* **To do**: Say how many lines in the following entries include "grassy", and add nothing else.

* **Records for this exercise**:

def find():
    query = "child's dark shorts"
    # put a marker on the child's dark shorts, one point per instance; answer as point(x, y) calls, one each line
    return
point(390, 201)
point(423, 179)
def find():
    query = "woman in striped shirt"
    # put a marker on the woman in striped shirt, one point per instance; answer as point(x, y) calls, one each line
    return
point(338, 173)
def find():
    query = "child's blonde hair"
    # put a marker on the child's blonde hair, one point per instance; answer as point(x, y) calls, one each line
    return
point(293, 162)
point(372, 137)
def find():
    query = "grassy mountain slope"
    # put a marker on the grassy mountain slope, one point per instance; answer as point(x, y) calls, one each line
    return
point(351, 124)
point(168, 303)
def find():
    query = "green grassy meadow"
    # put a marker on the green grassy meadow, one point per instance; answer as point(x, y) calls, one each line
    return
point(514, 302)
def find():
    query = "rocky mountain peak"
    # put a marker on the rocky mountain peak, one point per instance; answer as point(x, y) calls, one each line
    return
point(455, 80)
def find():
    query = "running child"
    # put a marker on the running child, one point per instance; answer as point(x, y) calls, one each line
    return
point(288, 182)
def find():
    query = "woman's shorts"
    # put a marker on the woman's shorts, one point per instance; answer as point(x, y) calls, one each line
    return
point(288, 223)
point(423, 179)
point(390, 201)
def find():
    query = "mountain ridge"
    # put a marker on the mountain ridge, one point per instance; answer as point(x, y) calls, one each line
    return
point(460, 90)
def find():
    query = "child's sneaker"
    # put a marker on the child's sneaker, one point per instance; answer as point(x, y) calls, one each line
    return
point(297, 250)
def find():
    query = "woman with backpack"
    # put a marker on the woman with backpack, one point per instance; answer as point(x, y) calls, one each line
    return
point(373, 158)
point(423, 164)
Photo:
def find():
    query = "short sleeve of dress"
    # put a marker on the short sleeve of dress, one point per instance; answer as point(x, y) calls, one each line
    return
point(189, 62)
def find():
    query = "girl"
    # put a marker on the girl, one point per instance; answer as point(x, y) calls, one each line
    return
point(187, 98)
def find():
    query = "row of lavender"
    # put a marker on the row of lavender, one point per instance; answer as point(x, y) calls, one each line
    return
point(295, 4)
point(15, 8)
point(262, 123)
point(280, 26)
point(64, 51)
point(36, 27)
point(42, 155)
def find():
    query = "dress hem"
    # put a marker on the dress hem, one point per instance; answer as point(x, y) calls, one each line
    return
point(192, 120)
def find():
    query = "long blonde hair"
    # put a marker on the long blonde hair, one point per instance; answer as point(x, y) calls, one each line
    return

* **Task response**: 4